• **EXTRAIT DU TEXTE**:

*****

2Dans une première partie, nous décrirons la manière dont l’association AISPAS utilise cette BD puis, dans une deuxième partie, nous rendrons compte, à travers une enquête en réception dont nous décrirons les modalités, de la réception de cette BD d’apprentissage. D’un point de vue théorique, cette enquête s’inscrit dans un renouvellement des problématiques de la réception. En effet, pendant longtemps – trop sans doute comme le signale John Corner (1993) – on a réduit la question de la réception des médias populaires à celle de la résistance des classes dominées. À leur capacité à critiquer le sens imposé. Or cette insistance sur la création de sens non voulus par l’émetteur risque de conduire à masquer le phénomène d’appropriation esthétique du message (Allard, 1994). L’un des moyens de dépasser cette question de la « résistance » du récepteur pour comprendre les phénomènes simultanés de compréhension créative et d’appropriation sensible du message est d’étudier la réception des BD de prévention. Justement parce que la volonté explicite de venir en aide à une population, de lui rendre service, est susceptible de réduire l’importance de la question de la résistance. De plus, l’étude de la BD rend visible la dimension esthétique du message médiatique. Avant de commencer cette étude que soit ici remerciés tous ceux (enseignants, parents, élèves, responsables associatifs) qui ont rendu cette enquête possible.

L’utilisation de la BD par l’association AISPAS

3AISPAS est née officiellement en 1990 suite à l’action médiatrice d’une employée du bureau de l’Hygiène de la ville de Saint-Étienne, constatant un cloisonnement contre-productif entre les divers acteurs luttant contre les abus sexuels faits aux enfants. C’est donc pour une coordination plus efficace que se sont regroupés un pédopsychiatre, un juge pour enfant, un avocat, trois psychologues, un policier et un membre de l’éducation nationale.

Les séances de prévention

4Au départ, les membres de l’association, explique Jeanne Brun, psychologue, qui est en l’un des membres fondateurs [4], pensaient utiliser une cassette vidéo du Québec. Très vite, ils se rendirent compte que ce matériel n’était pas adapté à la réalité française et, petit à petit, ils développèrent leur propre matériel et leur propre méthode d’intervention. Actuellement, celle-ci se déroule en cinq périodes animées conjointement par les deux intervenants d’AISPAS et l’instituteur habituel des enfants. D’abord, une réunion d’information visant à lever les réticences des parents, même si légalement ceux-ci ne peuvent pas s’opposer à la présence de leur enfant aux séances proposées. Puis, trois séances où l’on projette une cassette vidéo interactive qui a été conçue selon les directives des membres de l’association AISPAS. Dans la première séance, cette vidéo sert à distinguer ce qui est agréable de ce qui ne l’est pas, ce qui est normal de ce qui ne l’est pas. La deuxième séance permet à l’enfant de repérer les situations potentiellement dangereuses et elle vise à le protéger en lui indiquant les règles de sécurité à respecter. La troisième séance aborde la question de l’inceste.

*****

• **INFORMATIONS EXTRAITES**:

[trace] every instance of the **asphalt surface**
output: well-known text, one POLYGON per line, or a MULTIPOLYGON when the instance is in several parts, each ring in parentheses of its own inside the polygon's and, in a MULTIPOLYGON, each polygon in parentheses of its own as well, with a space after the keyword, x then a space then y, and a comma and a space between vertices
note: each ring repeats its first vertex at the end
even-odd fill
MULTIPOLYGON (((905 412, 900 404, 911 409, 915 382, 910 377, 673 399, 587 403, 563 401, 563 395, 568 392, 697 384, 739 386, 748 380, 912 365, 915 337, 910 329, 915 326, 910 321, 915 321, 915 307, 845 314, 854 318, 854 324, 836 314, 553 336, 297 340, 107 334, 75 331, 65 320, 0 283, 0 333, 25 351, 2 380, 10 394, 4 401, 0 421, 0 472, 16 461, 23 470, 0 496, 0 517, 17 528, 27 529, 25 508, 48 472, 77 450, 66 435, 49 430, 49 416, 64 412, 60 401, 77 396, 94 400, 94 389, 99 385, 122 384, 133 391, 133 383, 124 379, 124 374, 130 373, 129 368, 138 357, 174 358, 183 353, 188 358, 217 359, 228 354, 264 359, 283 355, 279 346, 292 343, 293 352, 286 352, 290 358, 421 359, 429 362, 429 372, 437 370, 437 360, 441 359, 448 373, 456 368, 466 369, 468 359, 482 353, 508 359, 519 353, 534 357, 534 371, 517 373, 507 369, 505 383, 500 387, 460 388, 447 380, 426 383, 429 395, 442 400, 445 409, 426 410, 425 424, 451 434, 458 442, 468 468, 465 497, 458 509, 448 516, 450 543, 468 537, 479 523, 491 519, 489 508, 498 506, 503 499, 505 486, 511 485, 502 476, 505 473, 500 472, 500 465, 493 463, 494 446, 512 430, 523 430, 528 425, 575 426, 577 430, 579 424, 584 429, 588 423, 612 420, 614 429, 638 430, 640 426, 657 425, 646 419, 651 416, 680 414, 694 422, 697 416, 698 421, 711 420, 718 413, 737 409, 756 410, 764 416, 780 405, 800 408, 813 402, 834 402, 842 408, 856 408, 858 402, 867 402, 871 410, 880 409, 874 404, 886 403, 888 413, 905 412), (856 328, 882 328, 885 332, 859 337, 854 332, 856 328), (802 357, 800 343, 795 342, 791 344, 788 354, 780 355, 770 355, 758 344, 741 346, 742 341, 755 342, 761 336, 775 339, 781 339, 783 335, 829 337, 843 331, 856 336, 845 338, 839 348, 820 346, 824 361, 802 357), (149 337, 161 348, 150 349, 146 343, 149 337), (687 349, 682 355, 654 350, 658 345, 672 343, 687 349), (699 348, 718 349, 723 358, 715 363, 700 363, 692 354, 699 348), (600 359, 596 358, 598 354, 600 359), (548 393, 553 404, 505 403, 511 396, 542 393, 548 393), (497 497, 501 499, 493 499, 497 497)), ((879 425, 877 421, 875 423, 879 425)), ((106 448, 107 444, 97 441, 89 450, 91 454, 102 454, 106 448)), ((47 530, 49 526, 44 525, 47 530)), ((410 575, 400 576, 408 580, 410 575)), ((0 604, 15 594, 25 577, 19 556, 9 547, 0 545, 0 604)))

*****

• **LISTE DES TÂCHES**:
(A) Recopiez fidèlement le passage du texte sur l'association AISPAS, de "3AISPAS est née" à "de l’éducation nationale.".
(B) D'après le texte sur l'association AISPAS, en quelle année cette association est-elle officiellement née ?

• **RÉSULTATS DE L'EXERCICE**:
(A)
3AISPAS est née officiellement en 1990 suite à l’action médiatrice d’une employée du bureau de l’Hygiène de la ville de Saint-Étienne, constatant un cloisonnement contre-productif entre les divers acteurs luttant contre les abus sexuels faits aux enfants. C’est donc pour une coordination plus efficace que se sont regroupés un pédopsychiatre, un juge pour enfant, un avocat, trois psychologues, un policier et un membre de l’éducation nationale.

(B) En 1990.